## EXERCISE DESCRIPTION
All lines in the data that hold the word "concrete" need copying.
(Beginning of GIVEN INFORMATION)
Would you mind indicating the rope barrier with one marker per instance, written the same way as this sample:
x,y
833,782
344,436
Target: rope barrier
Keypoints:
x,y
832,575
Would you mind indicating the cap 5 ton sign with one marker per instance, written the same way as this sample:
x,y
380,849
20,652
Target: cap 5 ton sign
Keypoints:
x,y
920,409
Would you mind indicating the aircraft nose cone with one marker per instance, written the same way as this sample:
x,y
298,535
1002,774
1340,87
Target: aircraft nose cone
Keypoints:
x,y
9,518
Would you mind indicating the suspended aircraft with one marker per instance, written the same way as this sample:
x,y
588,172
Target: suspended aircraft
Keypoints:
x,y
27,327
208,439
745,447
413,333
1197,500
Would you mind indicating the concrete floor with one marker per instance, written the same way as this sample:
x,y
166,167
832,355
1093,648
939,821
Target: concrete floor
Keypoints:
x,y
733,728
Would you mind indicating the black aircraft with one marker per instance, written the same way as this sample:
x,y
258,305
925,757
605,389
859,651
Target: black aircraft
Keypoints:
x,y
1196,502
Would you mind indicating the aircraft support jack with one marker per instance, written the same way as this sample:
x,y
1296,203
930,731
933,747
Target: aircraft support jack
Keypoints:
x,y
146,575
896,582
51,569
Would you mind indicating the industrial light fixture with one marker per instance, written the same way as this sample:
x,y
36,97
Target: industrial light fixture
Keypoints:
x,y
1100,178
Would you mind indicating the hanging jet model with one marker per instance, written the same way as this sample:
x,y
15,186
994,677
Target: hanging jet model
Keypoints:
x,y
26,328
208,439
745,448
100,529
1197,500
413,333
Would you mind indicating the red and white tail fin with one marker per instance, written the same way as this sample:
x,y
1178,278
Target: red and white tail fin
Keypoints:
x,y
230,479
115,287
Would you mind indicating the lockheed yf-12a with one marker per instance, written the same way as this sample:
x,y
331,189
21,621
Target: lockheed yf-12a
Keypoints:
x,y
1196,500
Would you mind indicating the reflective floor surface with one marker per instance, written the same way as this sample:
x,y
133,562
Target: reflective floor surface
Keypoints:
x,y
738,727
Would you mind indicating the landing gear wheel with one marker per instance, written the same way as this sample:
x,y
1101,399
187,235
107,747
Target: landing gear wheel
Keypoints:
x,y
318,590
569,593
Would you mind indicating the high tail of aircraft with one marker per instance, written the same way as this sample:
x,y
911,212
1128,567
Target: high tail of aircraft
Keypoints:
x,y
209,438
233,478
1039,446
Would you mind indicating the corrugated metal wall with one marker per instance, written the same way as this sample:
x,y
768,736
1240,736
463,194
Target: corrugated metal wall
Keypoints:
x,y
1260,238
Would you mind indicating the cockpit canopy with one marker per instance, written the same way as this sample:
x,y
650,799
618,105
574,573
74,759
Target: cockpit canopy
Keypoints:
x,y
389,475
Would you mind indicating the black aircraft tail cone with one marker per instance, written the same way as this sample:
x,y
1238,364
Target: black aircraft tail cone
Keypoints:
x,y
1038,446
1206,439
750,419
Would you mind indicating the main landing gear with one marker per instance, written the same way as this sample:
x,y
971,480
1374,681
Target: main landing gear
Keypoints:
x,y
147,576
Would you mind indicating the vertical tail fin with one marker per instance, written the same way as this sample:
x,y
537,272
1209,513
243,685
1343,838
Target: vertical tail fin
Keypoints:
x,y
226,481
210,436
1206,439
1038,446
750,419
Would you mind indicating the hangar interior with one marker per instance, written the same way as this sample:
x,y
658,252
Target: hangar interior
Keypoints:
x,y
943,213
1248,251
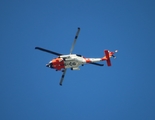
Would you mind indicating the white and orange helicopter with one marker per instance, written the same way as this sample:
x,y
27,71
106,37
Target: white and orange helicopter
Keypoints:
x,y
74,61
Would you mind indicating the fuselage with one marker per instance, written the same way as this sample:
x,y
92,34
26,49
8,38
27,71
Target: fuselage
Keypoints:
x,y
73,61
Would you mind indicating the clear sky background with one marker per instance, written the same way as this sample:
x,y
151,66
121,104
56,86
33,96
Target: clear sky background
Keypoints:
x,y
30,91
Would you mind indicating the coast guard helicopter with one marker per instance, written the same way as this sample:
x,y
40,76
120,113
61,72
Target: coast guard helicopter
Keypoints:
x,y
73,61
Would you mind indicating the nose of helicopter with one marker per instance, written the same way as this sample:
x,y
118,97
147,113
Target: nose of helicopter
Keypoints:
x,y
49,65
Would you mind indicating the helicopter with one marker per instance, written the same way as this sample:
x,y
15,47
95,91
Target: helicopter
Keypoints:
x,y
74,61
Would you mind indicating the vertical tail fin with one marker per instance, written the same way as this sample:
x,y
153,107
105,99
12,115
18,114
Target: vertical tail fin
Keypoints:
x,y
108,55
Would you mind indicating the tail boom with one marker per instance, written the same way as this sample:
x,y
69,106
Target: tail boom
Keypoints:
x,y
107,57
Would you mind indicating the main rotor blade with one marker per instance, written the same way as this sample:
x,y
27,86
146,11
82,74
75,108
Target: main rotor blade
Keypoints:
x,y
62,77
76,36
97,64
45,50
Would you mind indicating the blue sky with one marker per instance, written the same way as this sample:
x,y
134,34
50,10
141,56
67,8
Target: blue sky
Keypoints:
x,y
30,91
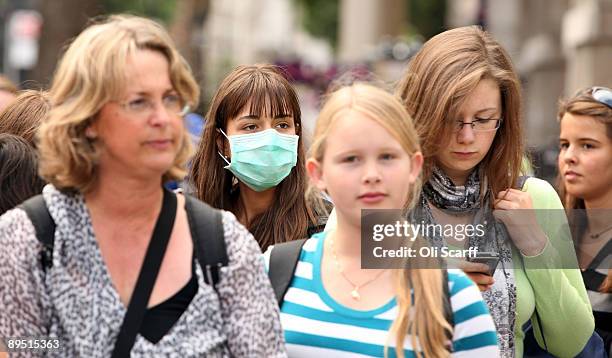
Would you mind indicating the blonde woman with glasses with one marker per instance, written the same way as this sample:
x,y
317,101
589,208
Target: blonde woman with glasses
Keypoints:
x,y
122,273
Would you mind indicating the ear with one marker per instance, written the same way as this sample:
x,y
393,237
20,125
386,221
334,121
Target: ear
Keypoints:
x,y
416,164
221,147
315,172
91,132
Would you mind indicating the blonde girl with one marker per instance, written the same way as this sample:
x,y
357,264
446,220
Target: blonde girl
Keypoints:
x,y
365,155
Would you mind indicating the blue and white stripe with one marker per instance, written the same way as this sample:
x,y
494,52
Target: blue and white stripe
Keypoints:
x,y
315,325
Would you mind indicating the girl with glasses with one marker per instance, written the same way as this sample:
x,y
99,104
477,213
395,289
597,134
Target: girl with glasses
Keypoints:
x,y
464,95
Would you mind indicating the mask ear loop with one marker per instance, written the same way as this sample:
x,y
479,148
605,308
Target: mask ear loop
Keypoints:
x,y
221,155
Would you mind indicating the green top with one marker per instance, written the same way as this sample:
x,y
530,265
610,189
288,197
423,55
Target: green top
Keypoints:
x,y
562,300
558,292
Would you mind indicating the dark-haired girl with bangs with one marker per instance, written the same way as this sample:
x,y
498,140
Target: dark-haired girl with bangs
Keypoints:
x,y
251,157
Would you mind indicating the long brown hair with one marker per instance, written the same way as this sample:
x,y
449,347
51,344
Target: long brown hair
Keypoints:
x,y
19,178
25,114
583,104
266,90
422,317
438,80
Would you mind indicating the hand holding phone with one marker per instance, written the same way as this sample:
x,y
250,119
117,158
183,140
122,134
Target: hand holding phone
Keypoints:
x,y
489,258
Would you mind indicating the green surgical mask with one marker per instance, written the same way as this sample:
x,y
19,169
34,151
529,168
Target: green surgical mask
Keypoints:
x,y
262,160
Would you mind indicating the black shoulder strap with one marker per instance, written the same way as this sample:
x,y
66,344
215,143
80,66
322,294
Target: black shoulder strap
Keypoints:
x,y
146,278
283,261
43,223
448,309
206,226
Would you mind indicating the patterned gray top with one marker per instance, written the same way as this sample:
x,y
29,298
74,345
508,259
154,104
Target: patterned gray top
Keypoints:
x,y
75,301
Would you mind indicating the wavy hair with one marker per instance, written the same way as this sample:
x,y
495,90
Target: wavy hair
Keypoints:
x,y
91,73
265,90
422,318
438,80
583,104
25,114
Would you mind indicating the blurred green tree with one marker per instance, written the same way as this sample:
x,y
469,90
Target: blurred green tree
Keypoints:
x,y
162,10
427,17
320,18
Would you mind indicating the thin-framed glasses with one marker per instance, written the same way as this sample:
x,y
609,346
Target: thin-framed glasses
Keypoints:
x,y
144,107
479,125
602,95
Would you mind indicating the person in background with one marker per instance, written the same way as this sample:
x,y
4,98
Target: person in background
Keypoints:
x,y
19,178
464,96
365,155
25,114
585,183
8,92
251,157
113,137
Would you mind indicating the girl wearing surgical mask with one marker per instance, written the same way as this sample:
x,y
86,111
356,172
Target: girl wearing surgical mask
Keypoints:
x,y
251,157
464,95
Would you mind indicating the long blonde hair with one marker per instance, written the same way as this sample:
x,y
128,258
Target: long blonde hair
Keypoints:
x,y
91,73
583,104
423,319
439,79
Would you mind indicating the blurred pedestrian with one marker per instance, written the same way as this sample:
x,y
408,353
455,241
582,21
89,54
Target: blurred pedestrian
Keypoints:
x,y
25,114
8,91
585,180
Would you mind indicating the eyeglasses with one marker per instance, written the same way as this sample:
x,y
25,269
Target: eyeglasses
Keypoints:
x,y
143,107
602,95
479,125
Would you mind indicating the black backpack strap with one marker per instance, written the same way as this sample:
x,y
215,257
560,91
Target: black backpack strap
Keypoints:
x,y
283,261
43,223
146,277
206,226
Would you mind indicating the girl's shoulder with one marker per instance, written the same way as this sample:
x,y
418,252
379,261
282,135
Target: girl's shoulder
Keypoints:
x,y
543,195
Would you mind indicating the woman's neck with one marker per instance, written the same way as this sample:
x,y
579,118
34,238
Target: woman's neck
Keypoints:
x,y
347,239
254,202
124,196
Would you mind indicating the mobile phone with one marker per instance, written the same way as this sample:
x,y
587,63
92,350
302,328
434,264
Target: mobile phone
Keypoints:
x,y
489,258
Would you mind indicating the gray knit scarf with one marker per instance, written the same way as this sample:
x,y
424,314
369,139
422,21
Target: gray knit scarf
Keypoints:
x,y
442,193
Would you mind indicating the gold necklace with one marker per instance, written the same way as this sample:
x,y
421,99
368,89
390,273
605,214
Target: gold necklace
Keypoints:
x,y
355,291
596,235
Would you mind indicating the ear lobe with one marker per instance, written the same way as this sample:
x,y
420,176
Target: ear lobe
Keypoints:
x,y
221,147
416,164
91,133
313,167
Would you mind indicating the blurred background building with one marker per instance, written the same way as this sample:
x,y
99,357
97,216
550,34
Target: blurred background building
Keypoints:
x,y
558,46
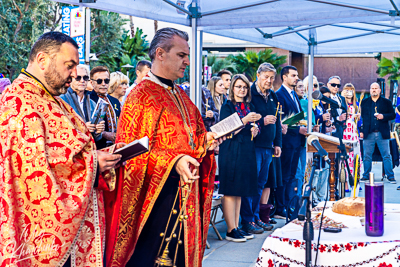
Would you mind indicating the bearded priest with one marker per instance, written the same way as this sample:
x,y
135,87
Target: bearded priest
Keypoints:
x,y
150,218
51,175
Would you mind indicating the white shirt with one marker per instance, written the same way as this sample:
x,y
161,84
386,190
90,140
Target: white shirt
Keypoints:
x,y
289,91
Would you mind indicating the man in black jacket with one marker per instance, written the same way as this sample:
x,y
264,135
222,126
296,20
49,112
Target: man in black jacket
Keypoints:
x,y
268,143
100,79
376,112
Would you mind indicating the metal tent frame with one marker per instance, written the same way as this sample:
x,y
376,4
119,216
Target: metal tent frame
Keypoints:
x,y
236,20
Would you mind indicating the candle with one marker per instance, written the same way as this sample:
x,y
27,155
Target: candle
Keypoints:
x,y
277,108
374,209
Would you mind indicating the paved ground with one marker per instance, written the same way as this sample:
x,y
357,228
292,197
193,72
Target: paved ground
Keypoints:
x,y
230,254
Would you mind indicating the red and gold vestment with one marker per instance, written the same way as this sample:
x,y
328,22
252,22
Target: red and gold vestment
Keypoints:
x,y
49,209
150,111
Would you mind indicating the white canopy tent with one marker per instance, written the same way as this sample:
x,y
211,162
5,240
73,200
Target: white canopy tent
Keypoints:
x,y
304,26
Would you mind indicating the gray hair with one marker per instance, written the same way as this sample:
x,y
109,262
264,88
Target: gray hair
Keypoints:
x,y
163,38
85,67
376,84
334,77
50,43
265,67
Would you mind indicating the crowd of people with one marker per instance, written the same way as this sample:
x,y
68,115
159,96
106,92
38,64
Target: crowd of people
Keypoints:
x,y
268,156
58,169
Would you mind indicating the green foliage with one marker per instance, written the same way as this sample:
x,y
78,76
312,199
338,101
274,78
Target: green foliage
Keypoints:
x,y
106,31
249,61
389,67
136,48
21,23
218,64
129,50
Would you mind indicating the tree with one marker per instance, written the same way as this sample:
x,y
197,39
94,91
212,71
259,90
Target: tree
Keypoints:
x,y
106,31
218,64
249,61
21,23
135,48
389,67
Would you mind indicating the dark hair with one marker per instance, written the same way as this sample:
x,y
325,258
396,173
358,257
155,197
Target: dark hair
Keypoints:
x,y
224,71
232,95
285,70
141,64
324,90
163,38
98,69
50,43
248,77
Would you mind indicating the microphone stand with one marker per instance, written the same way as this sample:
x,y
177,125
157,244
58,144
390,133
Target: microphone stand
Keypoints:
x,y
305,212
342,148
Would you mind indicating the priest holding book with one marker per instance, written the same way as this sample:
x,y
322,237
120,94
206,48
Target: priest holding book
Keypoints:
x,y
152,218
292,141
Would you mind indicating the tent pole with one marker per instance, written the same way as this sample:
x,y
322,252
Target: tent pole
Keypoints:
x,y
199,93
87,36
193,54
310,86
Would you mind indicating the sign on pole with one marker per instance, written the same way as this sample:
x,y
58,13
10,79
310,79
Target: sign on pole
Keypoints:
x,y
73,24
(End of GIVEN INFORMATION)
## RESULT BELOW
Would you mind indicating the concrete floor with one marker per instance, written the same way as this sample:
Target: concrete floor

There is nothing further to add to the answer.